◆ **Input data**

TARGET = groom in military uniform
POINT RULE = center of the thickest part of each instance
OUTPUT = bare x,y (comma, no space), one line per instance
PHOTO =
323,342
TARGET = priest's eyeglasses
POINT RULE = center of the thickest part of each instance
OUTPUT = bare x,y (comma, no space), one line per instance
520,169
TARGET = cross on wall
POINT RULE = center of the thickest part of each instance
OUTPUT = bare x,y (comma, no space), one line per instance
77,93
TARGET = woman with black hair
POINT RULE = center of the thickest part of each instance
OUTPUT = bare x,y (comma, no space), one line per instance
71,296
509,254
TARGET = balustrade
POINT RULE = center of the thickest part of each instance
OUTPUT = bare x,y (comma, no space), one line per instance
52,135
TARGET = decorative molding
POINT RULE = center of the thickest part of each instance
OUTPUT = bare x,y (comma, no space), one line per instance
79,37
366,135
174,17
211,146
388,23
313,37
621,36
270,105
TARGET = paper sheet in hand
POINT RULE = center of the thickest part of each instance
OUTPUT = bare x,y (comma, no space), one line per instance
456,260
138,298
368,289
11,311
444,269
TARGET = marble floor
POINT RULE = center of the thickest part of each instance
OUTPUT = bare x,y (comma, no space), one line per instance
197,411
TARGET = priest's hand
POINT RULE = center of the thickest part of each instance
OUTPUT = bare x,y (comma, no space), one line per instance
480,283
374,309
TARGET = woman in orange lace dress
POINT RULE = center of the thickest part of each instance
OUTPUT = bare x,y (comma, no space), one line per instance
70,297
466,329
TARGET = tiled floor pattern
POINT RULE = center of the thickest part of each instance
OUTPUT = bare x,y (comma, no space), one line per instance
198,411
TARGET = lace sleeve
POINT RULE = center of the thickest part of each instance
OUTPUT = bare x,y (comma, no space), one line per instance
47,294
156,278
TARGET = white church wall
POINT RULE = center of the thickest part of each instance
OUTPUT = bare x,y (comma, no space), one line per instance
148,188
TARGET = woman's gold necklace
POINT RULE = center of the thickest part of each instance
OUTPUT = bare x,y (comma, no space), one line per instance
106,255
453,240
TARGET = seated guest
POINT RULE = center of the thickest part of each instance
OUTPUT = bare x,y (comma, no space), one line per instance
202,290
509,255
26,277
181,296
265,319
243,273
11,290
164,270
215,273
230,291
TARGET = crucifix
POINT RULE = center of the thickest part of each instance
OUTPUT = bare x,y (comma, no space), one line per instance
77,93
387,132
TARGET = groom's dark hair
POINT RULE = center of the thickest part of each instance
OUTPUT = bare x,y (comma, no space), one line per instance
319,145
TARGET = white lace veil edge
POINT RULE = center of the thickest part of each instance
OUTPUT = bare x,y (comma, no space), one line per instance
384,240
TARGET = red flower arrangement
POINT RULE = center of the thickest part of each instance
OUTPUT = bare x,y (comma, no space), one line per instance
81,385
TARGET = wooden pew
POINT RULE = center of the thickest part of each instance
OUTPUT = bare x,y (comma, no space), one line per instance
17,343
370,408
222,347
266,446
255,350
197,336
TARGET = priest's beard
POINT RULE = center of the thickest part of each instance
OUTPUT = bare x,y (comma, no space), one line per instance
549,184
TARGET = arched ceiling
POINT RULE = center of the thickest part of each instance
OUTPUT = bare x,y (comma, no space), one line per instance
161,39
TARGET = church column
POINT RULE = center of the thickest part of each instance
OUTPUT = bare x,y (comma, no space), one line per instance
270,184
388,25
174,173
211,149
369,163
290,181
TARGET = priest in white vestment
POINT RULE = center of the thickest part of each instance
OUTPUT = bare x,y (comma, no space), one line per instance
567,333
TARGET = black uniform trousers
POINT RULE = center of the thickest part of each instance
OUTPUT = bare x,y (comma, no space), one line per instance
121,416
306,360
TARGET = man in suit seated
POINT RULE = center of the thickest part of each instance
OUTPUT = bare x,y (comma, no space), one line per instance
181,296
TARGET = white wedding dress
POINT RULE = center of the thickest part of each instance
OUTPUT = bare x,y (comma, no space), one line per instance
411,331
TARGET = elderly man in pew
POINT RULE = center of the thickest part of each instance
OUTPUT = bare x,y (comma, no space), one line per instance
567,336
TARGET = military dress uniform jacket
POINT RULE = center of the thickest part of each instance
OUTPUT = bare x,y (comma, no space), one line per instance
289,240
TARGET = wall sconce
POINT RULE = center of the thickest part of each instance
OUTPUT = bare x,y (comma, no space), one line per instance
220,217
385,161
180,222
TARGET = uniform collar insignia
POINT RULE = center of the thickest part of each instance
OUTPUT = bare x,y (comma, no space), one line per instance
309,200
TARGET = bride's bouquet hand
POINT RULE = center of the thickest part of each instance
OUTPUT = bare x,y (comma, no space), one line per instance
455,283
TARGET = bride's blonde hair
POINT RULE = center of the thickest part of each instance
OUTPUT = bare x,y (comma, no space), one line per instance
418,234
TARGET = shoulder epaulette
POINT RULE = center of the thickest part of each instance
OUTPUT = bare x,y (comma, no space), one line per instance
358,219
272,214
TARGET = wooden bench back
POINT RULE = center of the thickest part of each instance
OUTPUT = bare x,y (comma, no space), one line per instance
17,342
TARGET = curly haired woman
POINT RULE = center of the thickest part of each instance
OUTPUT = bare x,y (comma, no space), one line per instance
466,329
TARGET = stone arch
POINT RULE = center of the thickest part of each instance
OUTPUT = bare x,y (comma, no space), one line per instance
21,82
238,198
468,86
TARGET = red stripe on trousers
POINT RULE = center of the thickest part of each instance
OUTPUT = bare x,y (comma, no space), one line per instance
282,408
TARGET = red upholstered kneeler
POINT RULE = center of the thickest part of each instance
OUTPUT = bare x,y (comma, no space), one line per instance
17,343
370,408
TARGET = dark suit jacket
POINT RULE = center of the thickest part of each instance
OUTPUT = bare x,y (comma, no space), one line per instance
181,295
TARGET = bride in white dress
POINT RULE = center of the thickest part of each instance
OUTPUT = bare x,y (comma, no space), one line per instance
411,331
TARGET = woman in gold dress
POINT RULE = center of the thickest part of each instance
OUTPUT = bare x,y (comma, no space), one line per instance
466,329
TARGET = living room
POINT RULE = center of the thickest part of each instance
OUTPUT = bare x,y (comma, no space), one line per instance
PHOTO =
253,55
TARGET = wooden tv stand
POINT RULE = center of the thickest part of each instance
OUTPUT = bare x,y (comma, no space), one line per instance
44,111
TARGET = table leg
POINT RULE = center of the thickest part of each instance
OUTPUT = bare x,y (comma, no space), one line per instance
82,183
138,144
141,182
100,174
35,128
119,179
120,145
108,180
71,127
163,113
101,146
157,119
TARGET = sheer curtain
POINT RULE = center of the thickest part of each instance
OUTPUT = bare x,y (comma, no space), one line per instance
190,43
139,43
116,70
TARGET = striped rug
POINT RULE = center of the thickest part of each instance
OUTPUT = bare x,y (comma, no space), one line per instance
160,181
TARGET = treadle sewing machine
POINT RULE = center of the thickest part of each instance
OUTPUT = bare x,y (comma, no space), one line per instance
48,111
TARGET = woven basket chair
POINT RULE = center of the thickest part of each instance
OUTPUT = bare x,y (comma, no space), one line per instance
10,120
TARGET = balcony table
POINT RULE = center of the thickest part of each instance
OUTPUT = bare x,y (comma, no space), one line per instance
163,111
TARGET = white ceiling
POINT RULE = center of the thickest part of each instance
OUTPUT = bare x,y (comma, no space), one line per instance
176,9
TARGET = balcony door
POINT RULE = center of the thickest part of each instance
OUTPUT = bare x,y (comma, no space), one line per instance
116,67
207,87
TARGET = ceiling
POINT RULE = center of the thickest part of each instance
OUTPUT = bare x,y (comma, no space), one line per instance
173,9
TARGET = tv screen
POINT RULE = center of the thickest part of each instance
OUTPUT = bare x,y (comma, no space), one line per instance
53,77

◆ **Work required**
Faithfully transcribe the whole of the data.

◆ **Answer box**
TARGET = groom in military uniform
POINT RULE = center of the thickest part of each instance
OUTPUT = bare x,y (comma, no space), one line per instance
PHOTO =
323,342
TARGET = priest's eyeglasses
POINT RULE = center of the thickest part of each instance
OUTPUT = bare x,y (comma, no space), one line per instance
520,169
TARGET = cross on wall
POINT RULE = center of the thickest part of each instance
OUTPUT = bare x,y (comma, no space), one line per instance
77,93
TARGET = woman with black hair
POINT RULE = center of the thickest part of each instance
OUTPUT = bare x,y (comma, no space), one line per instance
71,296
509,254
TARGET = balustrade
POINT RULE = center of the thickest part of each instance
OUTPUT = bare x,y (comma, no space), one line per instance
52,135
TARGET = decorative molding
POINT RULE = center of the thickest part of each instance
OUTPUT = bare x,y (comma, no space), one line per instance
79,37
366,135
174,17
211,146
388,23
313,37
621,36
270,105
TARGET = paper sheet in hand
POINT RULE = center of the thickest part of each instance
OUTPUT = bare x,y (comma, no space), one line per instance
456,260
138,298
368,289
11,311
444,269
TARGET = marble floor
POINT RULE = center of the thickest part of each instance
OUTPUT = bare x,y (comma, no space), one line per instance
197,411
TARGET = priest's hand
POINT RULE = center of the thickest part of each instance
OUTPUT = bare x,y (comma, no space), one line per instance
480,283
374,309
TARGET = woman in orange lace dress
POINT RULE = center of the thickest part of each instance
OUTPUT = bare x,y (comma, no space), one line per instance
70,297
466,329
TARGET = tiled floor pattern
POINT RULE = center of the thickest part of each instance
OUTPUT = bare x,y (comma, no space), one line per instance
198,411
TARGET = lace sleeve
POINT RULE = center of the thickest part of each instance
OUTPUT = bare x,y (comma, no space), one line per instance
47,294
156,278
TARGET = white church wall
POINT RULE = center of the thickest part of each instance
OUTPUT = bare x,y (comma, no space), one line per instance
148,188
TARGET = woman's gold necklace
POINT RULE = center of the thickest part of each instance
OUTPUT = bare x,y (comma, no space), one line per instance
106,255
453,240
TARGET = seated guest
POINT RULE = center of the thickest part of each instance
OUTPUT = bare x,y (comma, no space), one line per instance
202,290
509,255
26,277
181,296
265,319
243,273
11,290
164,270
215,273
230,291
TARGET = crucifix
POINT RULE = center of the thickest part of each instance
OUTPUT = bare x,y (comma, no space), one line per instance
77,93
387,132
TARGET = groom's dark hair
POINT RULE = center of the thickest part of each instance
OUTPUT = bare x,y (comma, no space), one line per instance
319,145
TARGET = white lace veil edge
POINT RULE = center of the thickest part of each instance
OUTPUT = bare x,y (comma, no space), one line per instance
384,240
TARGET = red flower arrangement
POINT RULE = center of the thickest part of each instance
OUTPUT = bare x,y (comma, no space), one line per instance
81,385
TARGET = wooden pew
POINT RULE = center of the thickest part of each instance
OUTPUT = bare x,y (comma, no space), one line per instance
17,343
370,408
222,347
266,446
255,350
197,336
TARGET = priest's beard
POINT RULE = center of the thickest part of each instance
OUTPUT = bare x,y (comma, no space), one line per instance
549,184
TARGET = arched ceiling
POINT RULE = center of the thickest part of each instance
OUTPUT = bare x,y (comma, no space), one line per instance
161,39
TARGET = church column
POINT RULE = center of the thickest part of each instance
OUTPUT = bare x,y (comma, no space), one line per instance
270,184
388,25
174,173
211,149
369,163
290,181
TARGET = priest in white vestment
POINT RULE = center of the thickest part of each instance
OUTPUT = bare x,y (comma, no space), one line per instance
567,333
TARGET = black uniform trousers
POINT RULE = center of the thickest part of each instance
OUTPUT = bare x,y (comma, no space), one line per instance
121,416
306,360
TARGET = man in suit seated
POINT RULE = center of the thickest part of each instance
OUTPUT = bare x,y (comma, no space), one line per instance
181,296
TARGET = white wedding dress
POINT RULE = center of the thickest part of each instance
OUTPUT = bare x,y (comma, no space), one line per instance
411,331
TARGET = elderly man in pew
POINT RULE = center of the thickest part of each instance
OUTPUT = bare x,y (comma, no space), one line per instance
567,336
TARGET = military dress uniform jacket
POINT RULE = center of the thickest part of each instance
OUTPUT = bare x,y (comma, no space), one line per instance
289,240
TARGET = wall sconce
POINT RULE = center of the thickest part of each instance
OUTPUT = bare x,y (comma, no space), one line per instance
220,217
385,161
180,222
TARGET = uniform collar insignia
POINT RULE = center of the thickest part of each instance
OUTPUT = bare x,y (comma, no space), one line per instance
309,200
TARGET = bride's bouquet hand
POINT RULE = center of the thickest part of each instance
OUTPUT = bare x,y (comma, no space), one line per instance
455,283
TARGET = bride's blonde hair
POINT RULE = center of the thickest part of each instance
OUTPUT = bare x,y (comma, no space), one line per instance
418,234
TARGET = shoulder epaulette
POINT RULE = center of the thickest part of each instance
OUTPUT = bare x,y (comma, no space), one line per instance
358,219
272,214
TARGET = wooden bench back
POINT RULE = center of the thickest part of each instance
OUTPUT = bare x,y (comma, no space), one line per instance
17,342
TARGET = curly haired woman
POINT RULE = center of the thickest part of each instance
OUTPUT = bare x,y (comma, no space), one line per instance
466,329
TARGET = stone arch
POINT RULE = center of the thickest part of each instance
OUTPUT = bare x,y (comma, no space), one line per instance
21,82
238,198
468,86
TARGET = red stripe on trousers
POINT RULE = center of the thickest part of each instance
OUTPUT = bare x,y (comma, no space), one line per instance
282,408
TARGET = red upholstered kneeler
POINT RULE = center of the thickest part of each instance
OUTPUT = bare x,y (comma, no space), one line per instance
17,343
370,408
TARGET = dark suit jacket
POINT RULE = center of the thickest part of each instance
OUTPUT = bare x,y (comma, no space), one line per instance
181,295
TARGET = bride in white dress
POINT RULE = center of the thickest part of each instance
OUTPUT = bare x,y (comma, no space), one line per instance
411,331
TARGET = woman in gold dress
POINT RULE = center of the thickest part of each instance
OUTPUT = bare x,y (comma, no space), one line per instance
466,329
TARGET = living room
POINT RULE = center of the thickest part of each instance
OUTPUT = bare x,y (comma, no space), one line per instance
PHOTO =
253,55
TARGET = wooden tv stand
POINT RULE = center of the thickest part of each instance
OUTPUT = bare x,y (comma, no space), one line per instance
44,111
TARGET = table leg
POINT RULE = center of the thickest part of each instance
OUTPUT = bare x,y (comma, no space), one line per instance
82,183
138,144
141,182
100,174
35,128
119,179
120,145
108,180
71,127
163,113
101,146
157,119
TARGET = sheer curtain
POINT RULE = center of the thickest part of each instance
OUTPUT = bare x,y (comma, no space), one line per instance
190,43
139,43
116,70
TARGET = striped rug
POINT RULE = center of the thickest part of each instance
OUTPUT = bare x,y (comma, no space), one line per instance
160,181
TARGET = treadle sewing machine
POINT RULE = center of the thickest part of each instance
OUTPUT = bare x,y (comma, no space), one line per instance
48,111
TARGET = woven basket chair
POINT RULE = center of the thickest part of each instance
OUTPUT = bare x,y (comma, no space), one line per instance
10,120
TARGET = balcony table
POINT RULE = center of the thickest part of each instance
OUTPUT = bare x,y (comma, no space), one line per instance
163,111
TARGET = white ceiling
POINT RULE = center of the thickest part of each instance
OUTPUT = bare x,y (comma, no space), one line per instance
176,9
TARGET = balcony door
POINT RULE = center of the thickest part of each instance
OUTPUT = bare x,y (comma, no space), one line per instance
116,67
207,87
TARGET = ceiling
POINT RULE = center of the thickest part of each instance
OUTPUT = bare x,y (comma, no space), one line per instance
173,9
TARGET = tv screen
POINT RULE = center of the thickest part of each instance
OUTPUT = bare x,y (comma, no space), one line per instance
53,77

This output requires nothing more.